### WORK REQUIRED
Copy out the listing word for word, from the line with "In every <instance>" to the line with "box: [67, 11, 130, 178]", including both of those lines.
━━ DATA SHOWN ━━
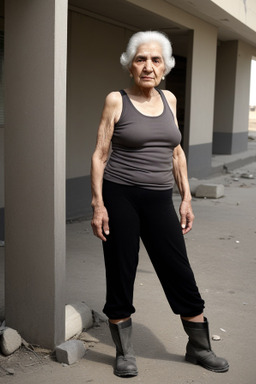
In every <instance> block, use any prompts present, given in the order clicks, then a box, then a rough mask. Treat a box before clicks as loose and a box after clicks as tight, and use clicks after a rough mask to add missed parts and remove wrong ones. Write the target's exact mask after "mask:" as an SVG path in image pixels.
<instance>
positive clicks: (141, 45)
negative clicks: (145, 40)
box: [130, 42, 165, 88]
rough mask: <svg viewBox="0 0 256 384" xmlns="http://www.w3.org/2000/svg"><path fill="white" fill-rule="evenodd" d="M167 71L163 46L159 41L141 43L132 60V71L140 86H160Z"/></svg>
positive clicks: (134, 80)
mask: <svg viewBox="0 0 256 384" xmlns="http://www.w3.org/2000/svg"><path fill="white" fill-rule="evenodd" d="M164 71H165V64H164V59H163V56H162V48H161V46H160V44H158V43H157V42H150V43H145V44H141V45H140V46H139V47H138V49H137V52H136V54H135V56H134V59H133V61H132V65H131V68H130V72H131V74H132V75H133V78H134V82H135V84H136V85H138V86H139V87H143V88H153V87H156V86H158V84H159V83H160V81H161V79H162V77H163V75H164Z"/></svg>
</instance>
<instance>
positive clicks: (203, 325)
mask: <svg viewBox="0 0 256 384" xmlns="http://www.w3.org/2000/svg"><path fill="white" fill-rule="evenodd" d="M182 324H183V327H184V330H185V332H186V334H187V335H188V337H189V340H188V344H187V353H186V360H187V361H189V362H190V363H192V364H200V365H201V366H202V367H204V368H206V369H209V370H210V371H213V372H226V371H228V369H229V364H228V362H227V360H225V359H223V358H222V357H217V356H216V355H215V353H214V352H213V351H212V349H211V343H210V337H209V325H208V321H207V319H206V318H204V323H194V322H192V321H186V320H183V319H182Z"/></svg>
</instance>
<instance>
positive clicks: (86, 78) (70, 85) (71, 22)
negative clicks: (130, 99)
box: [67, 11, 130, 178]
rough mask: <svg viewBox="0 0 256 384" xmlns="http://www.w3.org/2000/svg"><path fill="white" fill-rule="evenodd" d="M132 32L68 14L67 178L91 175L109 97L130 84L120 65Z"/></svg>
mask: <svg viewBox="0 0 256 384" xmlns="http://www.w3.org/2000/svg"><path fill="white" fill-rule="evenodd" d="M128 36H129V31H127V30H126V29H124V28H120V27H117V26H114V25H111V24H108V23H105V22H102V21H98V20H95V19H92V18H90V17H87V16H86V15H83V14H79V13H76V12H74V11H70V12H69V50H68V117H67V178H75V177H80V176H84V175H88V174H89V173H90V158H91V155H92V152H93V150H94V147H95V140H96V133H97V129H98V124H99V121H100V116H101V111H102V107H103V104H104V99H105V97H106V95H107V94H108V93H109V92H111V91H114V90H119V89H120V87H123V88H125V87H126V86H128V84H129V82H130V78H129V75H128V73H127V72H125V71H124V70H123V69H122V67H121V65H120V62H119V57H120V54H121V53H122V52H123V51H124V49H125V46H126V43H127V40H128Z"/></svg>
━━━
━━ DATA SHOWN ━━
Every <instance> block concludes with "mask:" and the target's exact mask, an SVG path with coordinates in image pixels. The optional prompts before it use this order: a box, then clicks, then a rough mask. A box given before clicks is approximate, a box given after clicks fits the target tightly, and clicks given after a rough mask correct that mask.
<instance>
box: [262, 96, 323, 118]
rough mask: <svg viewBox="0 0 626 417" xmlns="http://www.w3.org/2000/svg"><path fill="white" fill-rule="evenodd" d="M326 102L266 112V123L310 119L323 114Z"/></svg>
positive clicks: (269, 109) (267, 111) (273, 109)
━━━
### COMPLETED EXERCISE
In every <instance> block, use any prompts present, given in the order clicks, then a box, then a rough mask. Treat a box before clicks as loose and a box after clicks as tight, and use clicks after a rough mask to add missed parts and remove wrong ones. Write the target's exact mask after "mask:" as an SVG path in image pixels.
<instance>
positive clicks: (141, 45)
negative clicks: (145, 40)
box: [130, 42, 165, 88]
rough mask: <svg viewBox="0 0 256 384" xmlns="http://www.w3.org/2000/svg"><path fill="white" fill-rule="evenodd" d="M167 71L163 46L159 41L141 43L132 60V71L140 86H160Z"/></svg>
positive clicks: (134, 80)
mask: <svg viewBox="0 0 256 384" xmlns="http://www.w3.org/2000/svg"><path fill="white" fill-rule="evenodd" d="M164 71H165V64H164V59H163V56H162V48H161V46H160V44H158V43H157V42H150V43H145V44H141V45H140V46H139V47H138V49H137V52H136V54H135V56H134V59H133V61H132V65H131V68H130V72H131V74H132V75H133V78H134V82H135V84H136V85H138V86H139V87H143V88H153V87H156V86H158V84H159V83H160V81H161V79H162V77H163V75H164Z"/></svg>
</instance>
<instance>
positive clicks: (203, 325)
mask: <svg viewBox="0 0 256 384" xmlns="http://www.w3.org/2000/svg"><path fill="white" fill-rule="evenodd" d="M182 324H183V327H184V330H185V332H186V334H187V335H188V337H189V340H188V344H187V353H186V360H187V361H189V362H190V363H192V364H200V365H201V366H202V367H204V368H206V369H209V370H210V371H213V372H226V371H228V369H229V364H228V362H227V360H225V359H223V358H222V357H217V356H216V355H215V353H214V352H213V351H212V349H211V343H210V337H209V325H208V321H207V319H206V318H204V323H194V322H192V321H186V320H183V319H182Z"/></svg>
</instance>
<instance>
positive clicks: (86, 78) (70, 85) (71, 22)
negative clicks: (130, 99)
box: [67, 11, 130, 178]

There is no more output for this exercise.